* YOUR GOAL
Produce a word-for-word copy of the data below.

* DATASET CONTENT

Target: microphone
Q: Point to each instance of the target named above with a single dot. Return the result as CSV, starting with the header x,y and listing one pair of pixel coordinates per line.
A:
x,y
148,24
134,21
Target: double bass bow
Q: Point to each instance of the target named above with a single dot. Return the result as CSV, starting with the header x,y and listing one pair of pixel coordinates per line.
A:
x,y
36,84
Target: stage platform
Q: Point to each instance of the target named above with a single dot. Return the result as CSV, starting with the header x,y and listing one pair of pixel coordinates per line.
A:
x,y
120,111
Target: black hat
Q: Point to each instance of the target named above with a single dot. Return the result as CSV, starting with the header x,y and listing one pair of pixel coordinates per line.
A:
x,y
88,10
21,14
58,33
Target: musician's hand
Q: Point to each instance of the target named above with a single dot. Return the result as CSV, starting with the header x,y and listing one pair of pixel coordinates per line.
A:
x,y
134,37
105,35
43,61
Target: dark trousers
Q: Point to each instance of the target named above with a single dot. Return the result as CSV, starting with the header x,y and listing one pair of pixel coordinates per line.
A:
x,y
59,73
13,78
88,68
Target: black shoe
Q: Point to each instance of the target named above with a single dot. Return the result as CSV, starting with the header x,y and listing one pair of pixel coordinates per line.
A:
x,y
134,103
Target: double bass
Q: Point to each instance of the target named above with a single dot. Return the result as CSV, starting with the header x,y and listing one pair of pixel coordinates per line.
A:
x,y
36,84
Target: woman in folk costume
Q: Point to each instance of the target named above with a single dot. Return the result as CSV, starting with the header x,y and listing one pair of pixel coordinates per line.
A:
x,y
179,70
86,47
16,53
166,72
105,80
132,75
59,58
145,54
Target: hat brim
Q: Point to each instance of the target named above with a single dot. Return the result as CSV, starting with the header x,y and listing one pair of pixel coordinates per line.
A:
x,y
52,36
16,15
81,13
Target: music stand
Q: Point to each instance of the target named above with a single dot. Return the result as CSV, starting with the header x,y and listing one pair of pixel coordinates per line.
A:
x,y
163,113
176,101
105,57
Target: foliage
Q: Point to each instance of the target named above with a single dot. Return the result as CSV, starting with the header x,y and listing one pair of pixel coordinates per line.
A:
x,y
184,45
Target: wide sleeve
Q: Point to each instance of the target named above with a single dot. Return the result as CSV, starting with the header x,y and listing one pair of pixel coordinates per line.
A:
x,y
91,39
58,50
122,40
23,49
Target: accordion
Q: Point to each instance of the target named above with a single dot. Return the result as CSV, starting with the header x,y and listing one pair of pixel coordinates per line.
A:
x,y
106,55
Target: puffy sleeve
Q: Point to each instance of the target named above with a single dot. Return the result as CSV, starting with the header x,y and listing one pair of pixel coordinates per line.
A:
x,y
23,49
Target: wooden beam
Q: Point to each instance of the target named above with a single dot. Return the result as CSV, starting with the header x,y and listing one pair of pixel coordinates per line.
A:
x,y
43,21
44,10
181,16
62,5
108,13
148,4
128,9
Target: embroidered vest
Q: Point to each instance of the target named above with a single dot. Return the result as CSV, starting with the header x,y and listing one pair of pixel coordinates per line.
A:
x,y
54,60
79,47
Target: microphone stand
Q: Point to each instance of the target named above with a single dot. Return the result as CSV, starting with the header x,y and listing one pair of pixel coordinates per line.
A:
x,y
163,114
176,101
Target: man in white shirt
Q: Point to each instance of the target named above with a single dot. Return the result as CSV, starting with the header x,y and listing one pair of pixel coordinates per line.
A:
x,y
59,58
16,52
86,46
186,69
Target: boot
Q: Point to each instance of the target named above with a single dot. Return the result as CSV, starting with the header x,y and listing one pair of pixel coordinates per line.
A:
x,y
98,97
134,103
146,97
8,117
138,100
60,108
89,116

* RESULT OF THIS TASK
Target: microphone
Q: Point to each instance of the target named above with a single dot. Return the result as CSV, starting with the header x,y and listing one pair of pixel coordinates per line.
A:
x,y
148,24
134,21
Target: double bass bow
Q: Point to each instance of the target named above with a single dot. Return the result as CSV, starting with the header x,y and listing one pair of pixel coordinates per line.
A:
x,y
36,84
Target: stage platform
Q: Point to each instance of the target named above with a single dot. Return the result as CSV, starting with the header x,y and listing one pair of pixel coordinates per line.
A:
x,y
120,111
Target: black hat
Q: Point to each instance of the target named above with a single dot. Return the result as CSV, starting with the header x,y and listing one pair of pixel coordinates per line.
A:
x,y
88,10
21,14
58,33
Target: musician's hand
Q: Point to each instance of the target named above with a single dot. Return the result as CSV, starting with the header x,y and listing one pair of pixel coordinates per line.
A:
x,y
134,37
105,35
43,61
Target: dark trousers
Q: Point to each instance of the target named above with a single dot. Return the result as CSV, starting with the header x,y and listing one pair of pixel coordinates per line.
A:
x,y
59,73
13,78
88,68
Target: black shoe
Q: Point to each instance of the target named above with a single dot. Return the result as CSV, starting with the header x,y and listing one pair of pixel coordinates per line.
A:
x,y
134,103
Target: double bass
Q: Point to each instance of the target named above with a single dot. Return the result as CSV, starting with the header x,y and listing one pair of pixel coordinates per line.
A:
x,y
36,84
Target: woman in folk costume
Q: Point to each instance of the target named above with a single dot. Return the result as CSV, starting with the header x,y and listing one pair of pixel coordinates per line.
A:
x,y
179,70
86,47
16,53
166,72
105,80
132,75
59,58
145,54
Target: hat brim
Q: Point to each instance of the target named above with a single dot. Return the result as CSV, starting with the header x,y and listing one pair of pixel coordinates per line.
A:
x,y
52,36
16,15
81,13
Target: music stand
Q: Point to each instance of the target named above with a single dot. Return the result as CSV, starting with the header x,y and listing one pair of pixel coordinates per line.
A:
x,y
163,113
176,101
105,57
Target: foliage
Q: Point to each instance of the target named above with a single dot. Return the result as CSV, starting with the header x,y and listing one pair of pixel coordinates per line.
A:
x,y
184,45
Target: wide sleeve
Q: Point to each instance of the target named above with a single dot. Return the result as CSV, starting with the header x,y and listing one pair of pixel coordinates per line.
A:
x,y
91,39
58,50
122,40
23,49
Target: accordion
Q: Point to each instance of the target named above with a single dot. Return the result as CSV, starting with the header x,y and listing one pair of pixel coordinates per line.
A:
x,y
106,55
Target: puffy sleeve
Q: Point to each instance of the target named above with a single dot. Return the result as CSV, starting with the header x,y and listing one pair of pixel coordinates per line.
A:
x,y
23,49
Target: wooden beam
Q: Point to each instance of the target named above with a single dot. Return the result as CSV, starting with the header x,y and listing one pair of pixel coordinates per line.
A:
x,y
43,21
44,10
181,16
62,5
108,13
148,4
128,9
Target: embroidered vest
Q: Point to each instance of the target named above with a single dot. Return the result as CSV, starting with the header x,y and listing one pair of pixel coordinates per line.
A:
x,y
54,60
79,47
Target: microphone stand
Q: Point to each instance of the target named above with a single dot. Return the result as CSV, starting with the header x,y and listing one pair of pixel coordinates per line.
A:
x,y
163,114
176,101
Target: man in white shirt
Q: Point to each instance of the target named above with a single dot. Return the result as CSV, starting with the header x,y and listing one pair of pixel coordinates per line.
A:
x,y
59,58
16,52
86,46
186,69
Target: boot
Q: Point to each instance of the target named above with a single dot. Return the result as CSV, starting with the header x,y and listing one pair of pixel coordinates per line.
A:
x,y
98,97
134,103
146,97
8,117
138,100
60,108
89,116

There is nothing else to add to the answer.